• [Instructions to follow]: Gather every line of the entries below that contains the string "sided", treating uppercase and lowercase as different.

• [Provided entries]:
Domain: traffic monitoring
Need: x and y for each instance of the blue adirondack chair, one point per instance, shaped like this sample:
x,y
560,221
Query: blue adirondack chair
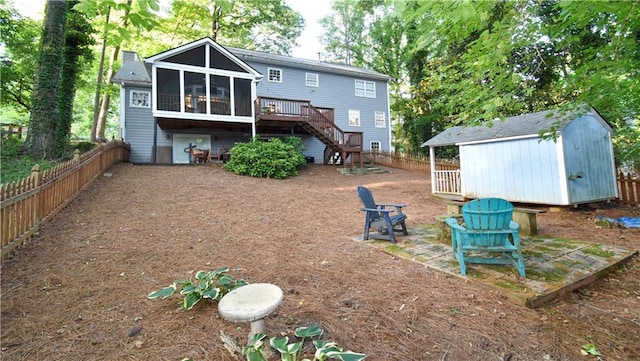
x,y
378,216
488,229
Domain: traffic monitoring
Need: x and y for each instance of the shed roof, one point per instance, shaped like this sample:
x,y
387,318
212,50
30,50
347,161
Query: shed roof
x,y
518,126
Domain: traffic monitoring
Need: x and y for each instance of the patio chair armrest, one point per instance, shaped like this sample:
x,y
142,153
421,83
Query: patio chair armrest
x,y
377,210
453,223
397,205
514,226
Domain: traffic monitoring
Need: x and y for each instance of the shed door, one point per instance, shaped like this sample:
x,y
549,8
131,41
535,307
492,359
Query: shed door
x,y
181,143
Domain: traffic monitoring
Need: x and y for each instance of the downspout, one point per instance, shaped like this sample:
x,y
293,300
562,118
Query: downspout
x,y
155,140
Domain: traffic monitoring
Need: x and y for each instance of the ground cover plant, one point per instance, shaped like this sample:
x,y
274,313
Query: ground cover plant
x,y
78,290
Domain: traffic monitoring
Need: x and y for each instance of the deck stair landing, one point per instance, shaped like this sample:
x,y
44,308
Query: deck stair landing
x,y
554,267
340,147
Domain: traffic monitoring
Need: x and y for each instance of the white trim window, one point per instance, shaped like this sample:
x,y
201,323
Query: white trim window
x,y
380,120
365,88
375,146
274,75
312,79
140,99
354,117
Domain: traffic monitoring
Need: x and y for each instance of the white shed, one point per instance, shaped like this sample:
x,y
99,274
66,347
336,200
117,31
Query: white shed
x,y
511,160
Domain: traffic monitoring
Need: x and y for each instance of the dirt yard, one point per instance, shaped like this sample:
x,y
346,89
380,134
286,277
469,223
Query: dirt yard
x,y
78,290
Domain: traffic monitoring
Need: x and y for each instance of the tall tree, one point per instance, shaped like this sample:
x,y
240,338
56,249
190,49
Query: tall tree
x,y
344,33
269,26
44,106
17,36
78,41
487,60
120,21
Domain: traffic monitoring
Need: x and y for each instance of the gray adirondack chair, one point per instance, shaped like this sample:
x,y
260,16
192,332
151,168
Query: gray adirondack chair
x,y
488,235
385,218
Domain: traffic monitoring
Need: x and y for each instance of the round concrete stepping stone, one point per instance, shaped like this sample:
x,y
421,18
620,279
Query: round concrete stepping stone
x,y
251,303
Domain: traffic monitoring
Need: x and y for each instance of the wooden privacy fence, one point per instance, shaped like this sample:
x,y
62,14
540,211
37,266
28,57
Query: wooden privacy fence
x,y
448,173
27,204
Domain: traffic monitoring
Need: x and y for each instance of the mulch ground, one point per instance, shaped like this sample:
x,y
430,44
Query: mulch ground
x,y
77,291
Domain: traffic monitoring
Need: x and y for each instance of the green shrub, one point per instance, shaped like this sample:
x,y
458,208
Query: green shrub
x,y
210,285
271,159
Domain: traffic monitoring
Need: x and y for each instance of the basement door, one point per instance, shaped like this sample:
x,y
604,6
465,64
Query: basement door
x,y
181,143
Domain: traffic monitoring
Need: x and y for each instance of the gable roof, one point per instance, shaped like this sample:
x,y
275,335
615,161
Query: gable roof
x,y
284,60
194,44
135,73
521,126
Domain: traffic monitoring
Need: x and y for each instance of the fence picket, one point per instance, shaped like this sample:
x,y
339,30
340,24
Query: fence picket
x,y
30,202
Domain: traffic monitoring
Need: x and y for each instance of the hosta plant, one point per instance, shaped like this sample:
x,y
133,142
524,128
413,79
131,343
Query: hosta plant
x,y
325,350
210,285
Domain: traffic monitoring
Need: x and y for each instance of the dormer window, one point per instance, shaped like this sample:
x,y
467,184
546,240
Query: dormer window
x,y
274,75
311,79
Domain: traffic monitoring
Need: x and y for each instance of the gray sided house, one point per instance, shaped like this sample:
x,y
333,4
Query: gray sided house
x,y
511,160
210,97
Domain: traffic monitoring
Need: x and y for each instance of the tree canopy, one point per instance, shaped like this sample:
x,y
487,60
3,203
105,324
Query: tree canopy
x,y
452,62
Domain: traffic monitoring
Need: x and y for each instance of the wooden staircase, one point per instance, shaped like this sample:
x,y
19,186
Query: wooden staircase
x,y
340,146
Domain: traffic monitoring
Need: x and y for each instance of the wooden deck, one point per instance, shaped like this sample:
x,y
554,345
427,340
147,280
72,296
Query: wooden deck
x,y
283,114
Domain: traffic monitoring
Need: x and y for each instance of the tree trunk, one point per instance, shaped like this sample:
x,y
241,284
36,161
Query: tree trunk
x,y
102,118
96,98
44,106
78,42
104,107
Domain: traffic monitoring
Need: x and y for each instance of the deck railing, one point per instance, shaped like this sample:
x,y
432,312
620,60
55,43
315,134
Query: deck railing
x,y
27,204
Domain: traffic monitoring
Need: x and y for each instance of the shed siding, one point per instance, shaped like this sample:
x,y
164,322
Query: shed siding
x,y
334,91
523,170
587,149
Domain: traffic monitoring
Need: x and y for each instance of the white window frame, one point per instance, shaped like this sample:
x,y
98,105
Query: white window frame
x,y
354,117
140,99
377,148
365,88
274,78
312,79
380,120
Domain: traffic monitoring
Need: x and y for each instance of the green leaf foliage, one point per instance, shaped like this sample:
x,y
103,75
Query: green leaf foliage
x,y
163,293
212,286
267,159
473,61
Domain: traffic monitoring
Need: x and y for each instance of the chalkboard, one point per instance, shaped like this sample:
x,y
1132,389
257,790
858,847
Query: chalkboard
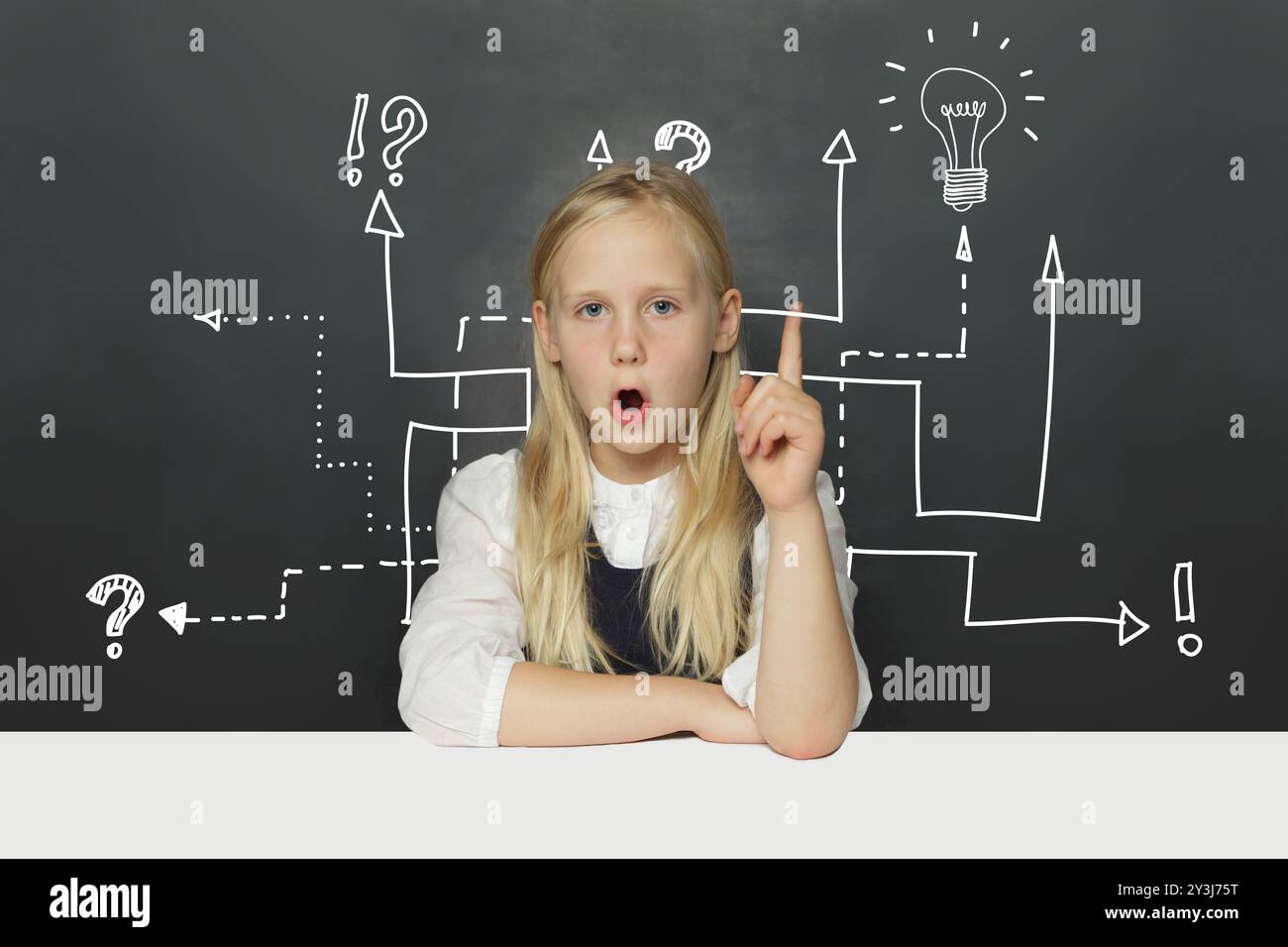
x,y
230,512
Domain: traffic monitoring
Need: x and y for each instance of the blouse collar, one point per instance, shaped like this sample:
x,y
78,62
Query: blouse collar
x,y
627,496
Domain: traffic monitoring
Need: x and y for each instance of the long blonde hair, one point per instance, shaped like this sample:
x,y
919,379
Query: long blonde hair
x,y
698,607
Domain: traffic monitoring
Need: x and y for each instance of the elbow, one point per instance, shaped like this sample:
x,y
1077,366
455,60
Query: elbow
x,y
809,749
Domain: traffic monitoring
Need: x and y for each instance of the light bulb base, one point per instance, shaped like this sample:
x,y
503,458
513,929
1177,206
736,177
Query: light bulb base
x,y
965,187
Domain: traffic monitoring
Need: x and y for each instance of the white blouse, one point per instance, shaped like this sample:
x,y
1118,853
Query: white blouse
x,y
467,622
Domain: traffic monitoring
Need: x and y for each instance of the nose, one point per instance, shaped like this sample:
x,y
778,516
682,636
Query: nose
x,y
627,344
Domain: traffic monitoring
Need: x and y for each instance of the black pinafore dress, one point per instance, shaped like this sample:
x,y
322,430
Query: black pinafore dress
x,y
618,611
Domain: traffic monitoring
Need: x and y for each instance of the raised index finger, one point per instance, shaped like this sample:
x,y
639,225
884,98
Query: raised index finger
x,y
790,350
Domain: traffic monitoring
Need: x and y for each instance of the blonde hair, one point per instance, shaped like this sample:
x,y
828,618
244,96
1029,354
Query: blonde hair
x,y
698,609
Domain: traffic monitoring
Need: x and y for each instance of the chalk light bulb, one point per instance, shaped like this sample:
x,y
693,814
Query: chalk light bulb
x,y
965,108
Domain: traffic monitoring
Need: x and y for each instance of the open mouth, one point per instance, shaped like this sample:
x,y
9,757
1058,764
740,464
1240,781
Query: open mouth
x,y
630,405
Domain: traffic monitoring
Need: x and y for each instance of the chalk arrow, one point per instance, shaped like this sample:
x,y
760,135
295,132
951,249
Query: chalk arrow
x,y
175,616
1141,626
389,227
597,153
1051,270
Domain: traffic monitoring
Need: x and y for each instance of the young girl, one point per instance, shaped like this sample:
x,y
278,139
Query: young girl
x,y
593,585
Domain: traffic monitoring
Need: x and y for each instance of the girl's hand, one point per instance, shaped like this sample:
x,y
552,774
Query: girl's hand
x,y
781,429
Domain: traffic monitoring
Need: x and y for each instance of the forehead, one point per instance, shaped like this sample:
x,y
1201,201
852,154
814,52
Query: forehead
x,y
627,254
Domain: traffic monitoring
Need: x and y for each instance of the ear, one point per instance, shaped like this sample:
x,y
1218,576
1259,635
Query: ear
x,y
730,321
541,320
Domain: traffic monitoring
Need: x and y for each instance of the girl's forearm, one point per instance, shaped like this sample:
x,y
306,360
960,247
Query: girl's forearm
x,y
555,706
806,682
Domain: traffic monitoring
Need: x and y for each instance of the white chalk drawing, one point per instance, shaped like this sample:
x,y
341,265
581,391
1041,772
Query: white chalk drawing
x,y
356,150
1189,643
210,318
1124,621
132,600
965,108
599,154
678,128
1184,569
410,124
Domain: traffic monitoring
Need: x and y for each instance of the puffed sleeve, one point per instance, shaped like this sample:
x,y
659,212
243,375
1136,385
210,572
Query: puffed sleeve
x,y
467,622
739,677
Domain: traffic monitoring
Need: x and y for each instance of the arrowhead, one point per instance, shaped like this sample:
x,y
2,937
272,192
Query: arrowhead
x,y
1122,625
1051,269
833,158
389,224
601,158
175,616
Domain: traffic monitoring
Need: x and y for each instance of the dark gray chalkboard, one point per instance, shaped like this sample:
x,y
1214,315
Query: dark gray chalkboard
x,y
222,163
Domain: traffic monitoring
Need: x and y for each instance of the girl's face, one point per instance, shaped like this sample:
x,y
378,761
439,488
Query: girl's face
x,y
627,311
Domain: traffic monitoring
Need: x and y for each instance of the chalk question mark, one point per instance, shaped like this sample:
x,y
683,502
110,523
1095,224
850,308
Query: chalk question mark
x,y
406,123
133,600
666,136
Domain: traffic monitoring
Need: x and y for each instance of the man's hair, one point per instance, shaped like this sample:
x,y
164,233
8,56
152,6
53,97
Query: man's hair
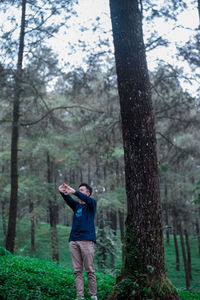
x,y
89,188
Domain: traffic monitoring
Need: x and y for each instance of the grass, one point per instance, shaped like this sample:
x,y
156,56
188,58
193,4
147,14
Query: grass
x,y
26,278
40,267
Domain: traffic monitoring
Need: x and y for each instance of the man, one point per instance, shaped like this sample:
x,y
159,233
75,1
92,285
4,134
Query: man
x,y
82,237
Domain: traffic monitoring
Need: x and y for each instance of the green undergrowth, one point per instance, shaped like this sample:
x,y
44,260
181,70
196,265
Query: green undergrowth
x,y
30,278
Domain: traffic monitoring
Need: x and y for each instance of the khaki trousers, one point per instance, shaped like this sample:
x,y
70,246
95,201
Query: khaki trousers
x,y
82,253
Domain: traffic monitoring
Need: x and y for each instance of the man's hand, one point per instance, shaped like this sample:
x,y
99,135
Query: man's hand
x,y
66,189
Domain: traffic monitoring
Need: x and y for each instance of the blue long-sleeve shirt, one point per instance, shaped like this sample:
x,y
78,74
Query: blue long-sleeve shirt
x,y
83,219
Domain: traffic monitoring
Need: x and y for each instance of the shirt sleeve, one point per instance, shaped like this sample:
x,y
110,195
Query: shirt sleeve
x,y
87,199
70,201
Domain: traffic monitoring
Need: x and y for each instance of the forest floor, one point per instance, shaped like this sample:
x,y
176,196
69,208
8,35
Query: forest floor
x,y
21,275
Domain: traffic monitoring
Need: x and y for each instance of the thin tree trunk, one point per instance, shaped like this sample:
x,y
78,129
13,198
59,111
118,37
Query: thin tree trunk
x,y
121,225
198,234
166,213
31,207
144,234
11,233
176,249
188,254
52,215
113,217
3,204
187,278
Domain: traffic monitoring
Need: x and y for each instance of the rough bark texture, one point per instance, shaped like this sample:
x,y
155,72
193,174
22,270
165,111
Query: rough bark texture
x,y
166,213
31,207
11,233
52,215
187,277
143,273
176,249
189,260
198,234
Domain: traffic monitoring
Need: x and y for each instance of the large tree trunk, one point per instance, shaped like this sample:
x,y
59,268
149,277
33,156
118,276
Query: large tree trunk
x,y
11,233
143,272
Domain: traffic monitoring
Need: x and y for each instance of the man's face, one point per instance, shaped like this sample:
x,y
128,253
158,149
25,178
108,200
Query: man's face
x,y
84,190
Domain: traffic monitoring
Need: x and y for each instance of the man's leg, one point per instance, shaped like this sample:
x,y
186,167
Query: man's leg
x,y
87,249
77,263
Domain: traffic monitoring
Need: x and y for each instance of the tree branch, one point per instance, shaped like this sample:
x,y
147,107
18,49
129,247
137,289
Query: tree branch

• [Result below]:
Need: x and y for each instance of the gray sided house, one point per instance, shaped like this sample:
Query: gray sided house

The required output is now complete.